Texto mostrado.
○ ○ ○ ○ ○
Además, su meta juego con el lenguaje y su habilidad para jugar con el verso hacen que cada poema sea una pieza capaz de transmitir un amplio espectro de sensaciones y significados, de desconfianza e ilusión. Es una invitación a sumergirse en los abismos de la existencia humana, donde las palabras se convierten en herramientas para explorar los límites de la comprensión y la belleza de lo desconocido. En el acto de escribir hay también una huida del mundo: “Cuando escribo olvido / que hay relojes en la casa / y no veo que el cielo se oscurezca.  / Cuando escribo no soy cuerpo, / ni alma, ni espíritu, / soy un ente sin nombre, / un personaje indefinido”. La influencia de la tradición mística, cristiana y sufí se hace evidente en su poesía. Tiende a explorar conceptos como la trascendencia, el silencio y la relación entre el individuo y lo divino, entendiendo lo numinoso más como una energía que como un Ser. Su habilidad para fusionar lo cotidiano con lo trascendental crea una atmósfera única, casi ritualístico.
○ ○ ○ ○ ○
Datos mostrados.
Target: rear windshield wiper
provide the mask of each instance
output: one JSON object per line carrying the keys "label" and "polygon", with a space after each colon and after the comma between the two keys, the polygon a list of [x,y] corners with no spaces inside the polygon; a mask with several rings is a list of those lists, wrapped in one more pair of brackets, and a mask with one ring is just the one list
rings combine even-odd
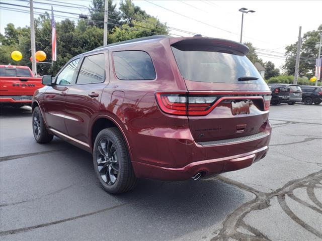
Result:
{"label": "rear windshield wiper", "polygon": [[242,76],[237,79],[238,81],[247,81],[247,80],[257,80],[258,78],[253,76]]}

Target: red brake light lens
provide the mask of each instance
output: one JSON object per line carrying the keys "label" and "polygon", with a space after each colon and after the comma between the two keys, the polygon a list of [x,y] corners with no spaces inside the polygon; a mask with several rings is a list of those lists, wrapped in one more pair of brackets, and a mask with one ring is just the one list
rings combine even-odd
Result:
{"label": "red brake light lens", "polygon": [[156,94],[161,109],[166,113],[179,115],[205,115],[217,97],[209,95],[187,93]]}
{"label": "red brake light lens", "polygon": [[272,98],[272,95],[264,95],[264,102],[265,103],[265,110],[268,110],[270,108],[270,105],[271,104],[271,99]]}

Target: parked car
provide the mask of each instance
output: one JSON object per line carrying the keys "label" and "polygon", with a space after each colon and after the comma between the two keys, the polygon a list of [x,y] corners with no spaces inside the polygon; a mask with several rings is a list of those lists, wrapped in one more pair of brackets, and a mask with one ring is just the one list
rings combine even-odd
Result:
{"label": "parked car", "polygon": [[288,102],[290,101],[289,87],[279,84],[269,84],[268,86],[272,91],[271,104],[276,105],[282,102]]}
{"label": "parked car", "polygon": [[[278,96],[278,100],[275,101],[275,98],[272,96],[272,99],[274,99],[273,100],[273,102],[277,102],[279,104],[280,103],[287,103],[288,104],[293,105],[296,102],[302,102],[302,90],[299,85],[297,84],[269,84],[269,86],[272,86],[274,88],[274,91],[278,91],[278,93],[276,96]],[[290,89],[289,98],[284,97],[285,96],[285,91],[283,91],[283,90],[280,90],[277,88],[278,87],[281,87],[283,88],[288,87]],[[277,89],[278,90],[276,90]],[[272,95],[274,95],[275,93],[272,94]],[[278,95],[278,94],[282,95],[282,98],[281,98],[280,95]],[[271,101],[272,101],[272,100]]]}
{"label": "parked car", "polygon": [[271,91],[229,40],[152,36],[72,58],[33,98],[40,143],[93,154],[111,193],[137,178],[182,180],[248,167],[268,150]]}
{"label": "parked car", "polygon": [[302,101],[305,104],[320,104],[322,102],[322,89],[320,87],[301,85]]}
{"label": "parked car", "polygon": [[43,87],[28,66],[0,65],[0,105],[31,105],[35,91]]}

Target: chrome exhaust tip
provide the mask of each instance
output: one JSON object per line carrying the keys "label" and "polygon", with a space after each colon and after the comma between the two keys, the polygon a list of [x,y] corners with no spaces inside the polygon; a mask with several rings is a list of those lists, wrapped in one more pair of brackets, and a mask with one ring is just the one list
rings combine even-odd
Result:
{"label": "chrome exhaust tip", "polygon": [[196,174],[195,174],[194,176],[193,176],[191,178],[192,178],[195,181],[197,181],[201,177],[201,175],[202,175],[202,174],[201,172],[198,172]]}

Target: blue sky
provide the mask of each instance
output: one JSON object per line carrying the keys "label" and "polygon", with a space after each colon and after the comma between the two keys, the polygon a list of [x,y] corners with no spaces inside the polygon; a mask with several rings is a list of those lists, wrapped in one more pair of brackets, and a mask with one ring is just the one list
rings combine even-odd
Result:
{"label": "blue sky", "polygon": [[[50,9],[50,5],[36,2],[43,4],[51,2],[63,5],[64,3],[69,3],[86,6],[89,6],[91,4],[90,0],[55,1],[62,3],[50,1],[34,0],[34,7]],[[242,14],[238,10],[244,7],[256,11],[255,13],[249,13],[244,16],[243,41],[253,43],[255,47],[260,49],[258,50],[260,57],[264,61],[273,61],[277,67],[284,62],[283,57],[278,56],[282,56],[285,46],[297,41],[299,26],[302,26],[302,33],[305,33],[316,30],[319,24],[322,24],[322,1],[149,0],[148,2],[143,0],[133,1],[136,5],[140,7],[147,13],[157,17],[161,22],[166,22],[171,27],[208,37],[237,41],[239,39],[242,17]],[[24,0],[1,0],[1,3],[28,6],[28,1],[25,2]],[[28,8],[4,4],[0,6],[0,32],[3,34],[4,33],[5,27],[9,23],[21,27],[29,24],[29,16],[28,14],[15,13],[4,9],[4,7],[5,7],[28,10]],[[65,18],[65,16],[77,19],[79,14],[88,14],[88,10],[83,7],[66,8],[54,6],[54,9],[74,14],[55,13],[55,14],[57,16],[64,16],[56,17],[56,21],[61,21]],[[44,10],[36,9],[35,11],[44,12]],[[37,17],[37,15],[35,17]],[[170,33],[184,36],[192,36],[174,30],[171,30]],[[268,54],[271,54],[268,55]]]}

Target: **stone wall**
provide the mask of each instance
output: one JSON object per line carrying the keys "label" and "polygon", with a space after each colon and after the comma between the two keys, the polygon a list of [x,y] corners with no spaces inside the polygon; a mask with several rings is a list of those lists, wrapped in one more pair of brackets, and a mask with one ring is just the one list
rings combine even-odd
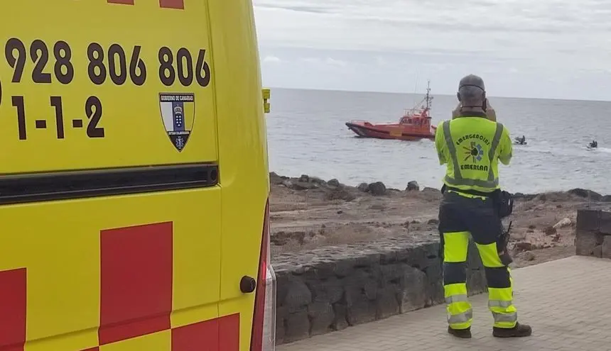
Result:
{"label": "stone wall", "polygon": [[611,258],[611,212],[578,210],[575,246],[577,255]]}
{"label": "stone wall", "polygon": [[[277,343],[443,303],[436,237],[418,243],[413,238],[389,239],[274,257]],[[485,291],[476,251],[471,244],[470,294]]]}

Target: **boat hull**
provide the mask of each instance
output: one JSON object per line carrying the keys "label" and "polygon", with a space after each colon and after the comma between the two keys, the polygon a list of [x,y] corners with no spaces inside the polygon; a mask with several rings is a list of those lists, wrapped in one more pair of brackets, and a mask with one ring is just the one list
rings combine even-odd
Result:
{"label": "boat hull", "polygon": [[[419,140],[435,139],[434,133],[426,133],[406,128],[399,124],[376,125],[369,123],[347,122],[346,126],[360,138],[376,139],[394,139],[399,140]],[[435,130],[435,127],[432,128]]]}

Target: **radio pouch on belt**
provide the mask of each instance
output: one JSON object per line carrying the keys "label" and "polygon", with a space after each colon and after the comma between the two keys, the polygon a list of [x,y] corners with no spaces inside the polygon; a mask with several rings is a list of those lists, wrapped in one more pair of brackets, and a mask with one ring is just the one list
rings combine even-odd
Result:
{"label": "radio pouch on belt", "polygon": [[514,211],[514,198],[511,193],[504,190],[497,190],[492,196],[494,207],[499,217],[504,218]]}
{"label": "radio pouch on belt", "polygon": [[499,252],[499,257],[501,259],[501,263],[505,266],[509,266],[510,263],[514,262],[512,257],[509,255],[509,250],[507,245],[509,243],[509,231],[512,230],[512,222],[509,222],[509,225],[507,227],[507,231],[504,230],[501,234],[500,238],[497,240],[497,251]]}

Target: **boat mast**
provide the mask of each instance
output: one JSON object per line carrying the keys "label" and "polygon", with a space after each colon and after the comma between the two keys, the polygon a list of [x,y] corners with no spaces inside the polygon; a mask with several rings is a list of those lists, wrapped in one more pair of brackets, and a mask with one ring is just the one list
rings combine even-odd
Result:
○ ○ ○ ○ ○
Por hacer.
**1)** Sustituye "mask" por "silhouette" en las entradas que van desde la línea que contiene "Target: **boat mast**" hasta el final de las entradas, ambos extremos incluidos. Copia esas líneas con ese único cambio.
**2)** Prosigue el texto sobre la poesía y su dimensión mística a partir de su última oración.

Resultados en orden.
**1)**
Target: **boat mast**
provide the silhouette of each instance
output: one JSON object per line carrying the keys "label" and "polygon", with a space after each colon and after the comma between the two keys, the polygon a list of [x,y] corners with no spaces inside the polygon; a silhouette with several rings is a list of those lists, wrapped in one more pair of brackets, and a silhouette with one ring is just the one list
rings combine even-odd
Result:

**2)**
Quizás el otro extremo donde se apoya el pensamiento de Mercedes Márquez es la reivindicación del silencio como epistemología (“La duda nunca es ajena”). La desconfianza de la capacidad del lenguaje para expresar y la conciencia de cómo el pensamiento se doblega a partir del lenguaje utilizado tiene mucho que ver con la escuela performativa que hunde sus raíces en la hipótesis Sapir-Wolf que, como Wittgenstein, denuncian de que los límites de nuestro lenguaje son los límites del mundo. Debemos, pues, someternos a la herencia de las palabras y los conceptos: “No soy dueña de estas letras que con asombro anudo”; “Las palabras no nos pertenecen, llegan y salen de nuestra boca. /…/ Las palabras se apoderan de nuestros hábitos, / de miedos y deseos”. Esto no quiere decir que sea un lenguaje críptico, frío o calculador, la autora hace gala de una emoción, unas veces contenida, otras desgarrada, que dotan de sentido estas reflexiones filosóficas.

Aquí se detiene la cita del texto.